** WHAT IS NEEDED **
Pick out each line in the items below that contains the word "every", and copy those lines in full.

──────── EXERCISE MATERIAL ────────

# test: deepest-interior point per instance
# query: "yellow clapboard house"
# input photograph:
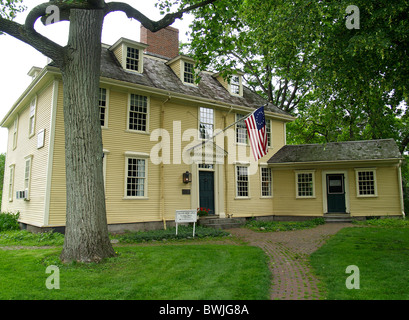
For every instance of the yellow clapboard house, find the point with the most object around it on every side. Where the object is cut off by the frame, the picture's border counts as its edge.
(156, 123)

────────
──────── EXERCISE MATERIAL ────────

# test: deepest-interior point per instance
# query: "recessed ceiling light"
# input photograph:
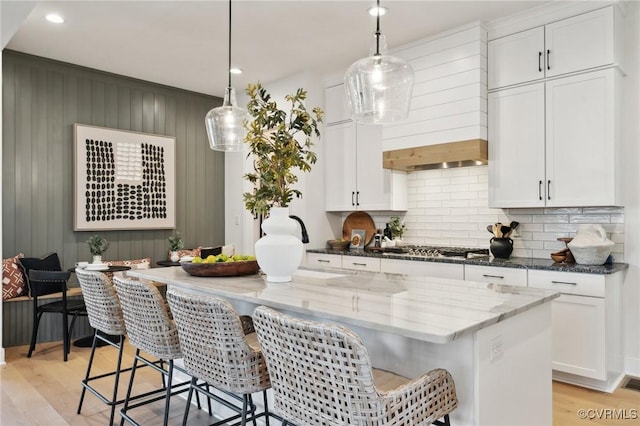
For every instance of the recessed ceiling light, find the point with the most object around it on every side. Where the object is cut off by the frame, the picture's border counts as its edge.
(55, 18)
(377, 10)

────────

** RESULT OF THIS EXERCISE **
For every instance of the yellow clapboard house, find the point with the most object around it on every side. Where the object is cut off by the frame, the picture's border counts as its edge.
For every instance of the recessed ceiling light, find the point with the most object around it on every side. Where the object is cut off by the frame, the picture's border counts as its edge.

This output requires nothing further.